=== Study text ===

On Mar 15, 2007, at 3:58 AM, Adrian Graham wrote:
> But by
cat-ing several mpegs together you DO end up with a
> single header,
No, you end up with an invalid target with multiple beginning-of-
file
headers throughout the file.
Ah, my bad. I naturally assumed that cat would strip those off
and just have
How would cat know what part of the stream was the header? Were you
talking about *nix cat or some other cat?
I was kind of taking the simplistic view that each file had a
standard sized
header that at least had a magic number* and some indication of
length of
said file. I can also see that it might just read-until-EOF so
maybe I was
crediting it with too much intelligence.
*osf1/tru64 files have a magic number in the header that describes
the file
type which you can determine with the 'file' command. Since Tru64
is part
BSD and part SYSV I thought said behaviour must've come from one of
those.
Nope, there is no such header in any UNIX implementation that I'm
aware of. The "magic number" you speak of isn't part of any
header...the "file" program opens the target file, looks at the first
few bytes, and then looks up the pattern in its database to arrive at
an *educated guess* as to the type of file it's looking at...for
example, if bytes 7-10 of the file are 0x4a464946 (ascii "JFIF"), it
is most likely (but not definitely!) a JPEG image file. Similarly,
if bytes 1-6 are 0x474946383961 (ascii "GIF89a") the file is most
likely a v89a GIF image file, and if bytes 1-8 are 0xfeedface, it's a
Mach-O executable from a MacOS X system.

=== Directions for this task ===
Continue the mailing-list discussion about cat and file headers from the point where it stops.

[Excerpts from a dataset]
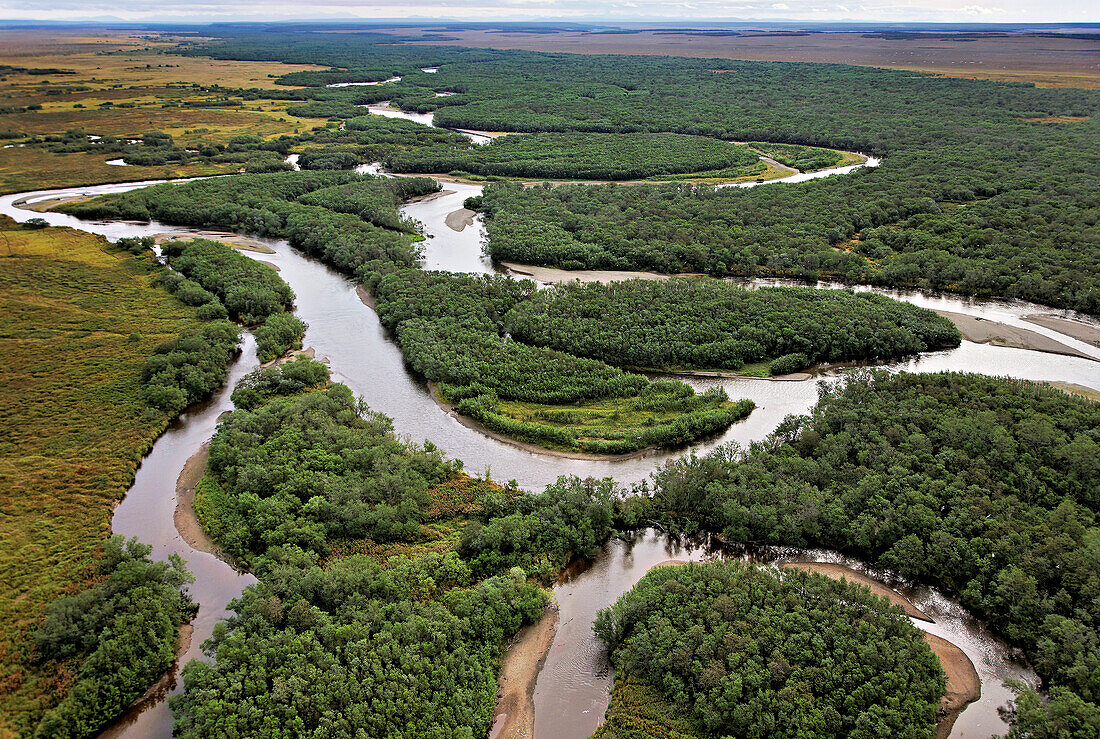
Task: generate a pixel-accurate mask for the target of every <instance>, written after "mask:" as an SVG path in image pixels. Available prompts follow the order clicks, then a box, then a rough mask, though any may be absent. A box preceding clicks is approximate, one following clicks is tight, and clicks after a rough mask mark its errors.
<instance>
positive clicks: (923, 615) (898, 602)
mask: <svg viewBox="0 0 1100 739" xmlns="http://www.w3.org/2000/svg"><path fill="white" fill-rule="evenodd" d="M783 566H784V567H791V569H792V570H805V571H807V572H816V573H820V574H822V575H825V576H826V577H831V578H833V580H842V578H844V580H847V581H848V582H849V583H858V584H859V585H866V586H867V587H869V588H870V589H871V592H872V593H875V594H876V595H881V596H882V597H884V598H888V599H889V600H890V603H892V604H894V605H897V606H901V607H902V608H904V609H905V615H906V616H910V617H912V618H919V619H921V620H922V621H930V622H931V621H932V619H931V618H930V617H928V615H927V614H925V613H924V611H923V610H921V609H920V608H917V607H916V606H914V605H913V604H912V603H910V600H909V598H906V597H905V596H903V595H902V594H901V593H899V592H898V591H895V589H893V588H891V587H887V586H886V585H883V584H882V583H880V582H879V581H877V580H875V578H873V577H870V576H868V575H865V574H864V573H861V572H859V571H857V570H853V569H851V567H846V566H844V565H843V564H833V563H832V562H791V563H784V564H783Z"/></svg>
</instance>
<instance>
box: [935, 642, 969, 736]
mask: <svg viewBox="0 0 1100 739" xmlns="http://www.w3.org/2000/svg"><path fill="white" fill-rule="evenodd" d="M924 640H925V641H926V642H928V647H931V648H932V651H933V653H935V655H936V657H937V658H939V664H941V666H943V669H944V674H946V675H947V690H946V691H945V692H944V697H943V698H941V701H939V723H938V724H936V739H947V737H949V736H950V735H952V727H953V726H955V719H956V718H958V716H959V714H960V713H963V709H964V708H966V707H967V705H969V704H971V703H974V702H975V701H977V699H978V698H980V697H981V679H980V677H978V671H977V670H975V669H974V662H971V661H970V658H969V657H967V655H966V654H965V653H964V652H963V650H961V649H959V648H958V647H956V646H955V644H953V643H952V642H949V641H947V640H946V639H944V638H942V637H937V636H936V635H934V633H925V635H924Z"/></svg>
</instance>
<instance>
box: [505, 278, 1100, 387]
mask: <svg viewBox="0 0 1100 739" xmlns="http://www.w3.org/2000/svg"><path fill="white" fill-rule="evenodd" d="M500 266H503V267H505V268H506V269H507V271H508V273H510V274H514V275H517V276H519V277H528V278H530V279H533V280H536V282H538V283H543V284H551V285H561V284H565V283H572V282H580V283H614V282H619V280H625V279H651V280H658V279H669V278H670V277H673V276H674V277H702V276H704V275H702V274H700V273H685V274H682V275H663V274H659V273H656V272H630V271H619V269H575V271H573V269H558V268H555V267H542V266H538V265H533V264H519V263H518V262H500ZM935 311H936V312H937V313H938V315H941V316H943V317H944V318H946V319H947V320H949V321H950V322H952V323H954V324H955V327H956V328H957V329H958V330H959V333H961V334H963V338H964V339H966V340H967V341H972V342H975V343H977V344H991V345H993V346H1009V348H1013V349H1026V350H1030V351H1033V352H1045V353H1047V354H1062V355H1064V356H1078V357H1081V359H1086V360H1093V361H1095V357H1092V356H1089V355H1088V354H1086V353H1085V352H1082V351H1080V350H1077V349H1074V348H1073V346H1068V345H1066V344H1064V343H1062V342H1060V341H1057V340H1056V339H1051V338H1049V337H1046V335H1044V334H1042V333H1038V332H1036V331H1030V330H1029V329H1022V328H1018V327H1014V326H1008V324H1007V323H1001V322H999V321H990V320H986V319H983V318H978V317H976V316H970V315H967V313H959V312H956V311H952V310H941V309H935ZM1024 320H1030V321H1031V322H1033V323H1036V324H1038V326H1043V327H1045V328H1049V329H1052V330H1054V331H1058V332H1060V333H1065V334H1066V335H1068V337H1073V338H1074V339H1079V340H1080V341H1086V342H1089V343H1093V344H1096V345H1098V346H1100V329H1097V328H1095V327H1091V326H1089V324H1087V323H1082V322H1080V321H1071V320H1068V319H1062V318H1054V317H1044V316H1032V317H1027V318H1025V319H1024ZM667 374H674V375H687V376H700V377H729V378H733V377H738V378H739V377H746V375H739V374H737V373H722V372H689V373H667ZM801 374H805V373H801ZM801 374H800V376H796V377H792V376H788V378H790V379H806V378H809V377H810V375H809V374H805V376H804V377H803V376H801ZM764 379H773V378H764Z"/></svg>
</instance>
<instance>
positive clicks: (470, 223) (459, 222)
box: [445, 208, 477, 231]
mask: <svg viewBox="0 0 1100 739" xmlns="http://www.w3.org/2000/svg"><path fill="white" fill-rule="evenodd" d="M476 214H477V213H476V212H475V211H473V210H470V209H469V208H459V209H458V210H453V211H451V212H450V213H448V214H447V219H445V222H447V225H448V228H450V229H451V230H452V231H462V230H463V229H464V228H466V227H467V225H473V224H474V216H476Z"/></svg>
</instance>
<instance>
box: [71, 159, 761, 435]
mask: <svg viewBox="0 0 1100 739" xmlns="http://www.w3.org/2000/svg"><path fill="white" fill-rule="evenodd" d="M439 187H440V186H439V185H438V184H437V183H436V181H434V180H431V179H428V178H423V177H412V178H407V177H401V178H377V177H371V176H362V175H357V174H354V173H340V172H323V173H322V172H296V173H281V174H267V175H242V176H239V177H232V178H211V179H206V180H199V181H194V183H186V184H183V185H175V186H172V185H168V186H154V187H151V188H145V189H143V190H135V191H131V192H124V194H120V195H111V196H106V197H102V198H97V199H95V200H91V201H88V202H81V203H74V205H72V206H67V207H66V208H65V209H66V210H67V211H68V212H72V213H74V214H77V216H83V217H85V218H120V217H127V218H152V219H157V220H162V221H165V222H168V223H175V224H182V225H204V227H210V225H218V227H222V228H237V229H241V230H245V231H250V232H259V233H267V234H273V235H286V236H287V239H288V240H289V241H290V243H292V244H294V245H295V246H297V247H299V249H303V250H304V251H306V252H307V253H309V254H313V255H316V256H318V257H320V258H321V260H323V261H324V262H328V263H329V264H331V265H333V266H335V267H338V268H340V269H343V271H345V272H349V273H351V274H354V275H357V276H359V277H360V278H361V279H363V280H364V282H365V284H366V285H367V286H368V287H370V289H371V291H372V294H373V295H374V298H375V301H376V307H377V310H378V316H379V318H381V319H382V322H383V323H384V324H385V326H386V327H387V328H388V329H390V330H392V331H394V333H395V335H396V338H397V341H398V343H399V344H400V346H401V351H403V353H404V354H405V360H406V362H407V363H408V364H409V366H411V367H412V368H414V370H415V371H416V372H417V373H418V374H420V375H421V376H423V377H426V378H427V379H429V380H430V382H433V383H438V384H439V386H440V390H441V391H442V395H443V397H444V399H445V400H448V401H450V402H452V404H454V406H455V408H456V409H458V410H459V412H462V413H464V415H466V416H470V417H472V418H474V419H475V420H477V421H478V422H481V423H483V424H484V426H486V427H487V428H489V429H491V430H493V431H496V432H499V433H503V434H506V435H508V437H510V438H514V439H519V440H522V441H528V442H532V443H537V444H541V445H544V446H552V448H555V449H562V450H569V451H580V452H585V453H598V454H618V453H625V452H632V451H636V450H640V449H645V448H649V446H662V445H679V444H684V443H687V442H690V441H694V440H696V439H700V438H703V437H706V435H709V434H714V433H717V432H719V431H722V430H724V429H726V428H727V427H728V426H729V424H730V423H733V422H734V421H737V420H739V419H741V418H744V417H746V416H747V415H748V413H749V412H750V411H751V409H752V404H751V402H749V401H745V400H741V401H738V402H730V401H729V398H728V397H727V396H726V394H725V391H723V390H722V389H720V388H719V389H716V390H711V391H707V393H705V394H702V395H696V394H695V393H694V391H693V390H692V389H691V388H690V387H689V386H687V385H685V384H683V383H679V382H669V380H664V382H650V380H648V379H647V378H646V377H643V376H641V375H637V374H630V373H625V372H623V371H621V370H618V368H616V367H613V366H609V365H607V364H605V363H603V362H599V361H596V360H588V359H584V357H579V356H573V355H571V354H566V353H564V352H558V351H553V350H549V349H543V348H538V346H530V345H528V344H524V343H521V342H517V341H513V340H511V339H510V338H509V337H508V335H507V331H506V329H505V326H504V322H503V320H502V319H503V316H504V315H505V313H506V312H507V311H508V310H509V309H510V308H511V307H513V306H515V305H516V304H517V302H518V301H520V300H525V299H526V298H527V297H529V296H530V295H531V293H532V290H533V289H535V286H533V283H530V282H517V280H513V279H509V278H503V277H499V278H491V279H485V278H482V277H471V276H462V275H452V274H448V273H426V272H422V271H420V269H415V268H411V267H410V265H411V264H412V263H414V261H415V256H416V252H415V250H414V239H416V238H417V236H416V235H415V228H414V227H415V224H414V223H411V222H409V221H408V220H407V219H404V218H401V217H400V214H399V213H398V211H397V207H398V205H399V203H400V202H401V200H404V199H405V198H409V197H414V196H417V195H422V194H426V192H433V191H437V190H438V189H439ZM343 225H346V227H348V229H345V230H341V227H343ZM204 243H205V244H206V245H205V246H201V247H200V250H201V251H196V252H195V254H199V253H201V254H204V255H206V256H205V258H204V261H201V262H200V263H199V262H197V263H196V264H193V261H194V260H193V261H188V260H187V258H186V257H184V253H183V252H180V254H179V255H176V256H174V257H173V260H174V264H178V263H179V260H180V258H182V257H183V258H184V262H183V264H184V266H185V267H186V274H188V275H189V276H194V277H196V279H190V283H193V284H194V286H191V285H184V284H182V283H179V284H175V283H174V284H173V285H172V287H173V288H175V289H176V290H177V294H184V295H185V296H188V295H189V294H191V293H195V295H194V298H193V299H194V301H195V302H196V304H204V302H206V301H207V300H210V299H211V297H210V296H212V298H218V297H219V296H222V295H223V294H224V295H228V291H227V290H228V288H227V286H226V285H223V284H222V283H221V282H219V280H220V277H219V271H218V269H215V268H213V265H215V264H216V263H218V262H219V261H229V262H231V263H232V264H234V265H237V262H238V261H239V260H246V261H248V263H249V267H248V268H249V269H250V271H252V272H250V273H249V274H253V273H254V274H255V276H256V278H257V279H260V278H263V279H271V278H274V279H275V280H278V277H277V275H275V274H274V273H271V271H270V269H267V268H266V267H264V266H263V265H256V264H255V263H254V262H251V261H250V260H248V258H246V257H243V256H241V255H239V254H235V253H233V252H232V250H229V247H227V246H223V245H218V244H213V245H211V244H210V242H204ZM178 249H179V247H176V246H173V247H169V250H178ZM188 249H191V247H188ZM196 249H197V250H198V249H199V247H196ZM219 249H220V250H221V251H219ZM208 252H210V254H207V253H208ZM223 252H229V253H228V254H226V253H223ZM188 253H189V252H188ZM215 254H217V258H216V257H215ZM198 264H205V265H207V266H206V267H205V268H200V267H199V266H197V265H198ZM407 265H409V266H407ZM238 266H239V267H240V268H242V269H243V268H245V267H244V266H243V264H242V265H238ZM255 271H264V272H265V273H266V274H263V275H262V274H261V273H260V272H255ZM268 275H270V277H268ZM200 276H201V277H202V279H199V277H200ZM169 279H171V278H169ZM204 279H205V280H206V282H202V280H204ZM177 282H178V280H177ZM279 282H281V280H279ZM239 289H241V290H242V293H241V295H240V296H239V297H240V298H241V300H240V302H241V306H237V305H235V304H234V307H235V309H237V310H238V312H240V311H241V310H243V309H245V308H248V309H250V310H251V308H249V306H250V305H251V304H250V300H251V301H252V302H256V304H257V305H259V304H262V302H264V301H263V300H260V299H259V298H260V297H261V295H260V294H261V293H263V294H264V295H266V291H265V290H259V289H245V288H244V287H243V286H242V287H241V288H239ZM288 295H289V294H288ZM292 297H293V296H292ZM267 302H272V301H270V300H268V301H267ZM264 305H266V304H264ZM271 307H272V308H274V307H275V306H274V305H272V306H271ZM257 309H259V308H257ZM276 316H278V313H277V312H276V313H274V315H273V316H272V318H271V319H268V320H272V319H274V320H275V323H273V324H272V327H271V328H264V329H262V330H261V331H260V332H259V333H257V340H259V341H262V343H261V345H260V351H261V355H262V357H263V359H272V357H273V356H275V354H274V352H275V351H277V350H278V349H281V348H282V349H283V350H284V351H285V350H286V349H288V348H290V346H293V345H295V344H296V343H297V342H298V341H299V340H300V334H299V335H295V333H294V332H295V330H297V329H301V330H304V329H305V327H304V324H300V322H293V321H292V319H279V318H276ZM283 322H286V326H283V324H282V323H283ZM177 374H178V373H177ZM177 384H178V383H177ZM171 399H175V400H177V401H182V397H180V395H179V393H176V391H173V396H172V398H171ZM168 400H169V399H166V400H165V401H164V402H168Z"/></svg>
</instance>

=== Response to the exercise ===
It is important to understand, though, that this has nothing at
all to do with the operating system, and there is no common header
format of any sort. It just so happens that many types of files are
consistent in what their first few bytes contain. The "magic number"
is just a pattern of bytes that are known to be consistent from file
to file of the same type.
Try this experiment on pretty much any UNIX-likesystem:
apophis$ cat > foo.txt
GIF89a is a half-decent file format.
apophis$ file foo.txt
foo.txt: GIF file, v89
apophis$
Similarly, if you create a file on a MacOS X system whose first
eight bytes (not six!) are 0xfeedface, the "file" command will guess
it is a Mach-O executable file...and if you happen to create a file
whose first eight bytes are 0xfeedface, make it executable, and run
it, the OS will attempt to execute it but fail.
One of the primary tenets of the UNIX philosophy is that a file is
NOTHING MORE than a sequence of bytes. This point is central and
important enough that I'd argue that any UNIX implementation that
adds such headers is no longer UNIX.
Look at the man pages for the "file" command on your system to see
where it stores its database. This is almost always a text file
whose contents are well-commented; it will be fairly obvious how
"file" uses it to scan a file to try to guess its type.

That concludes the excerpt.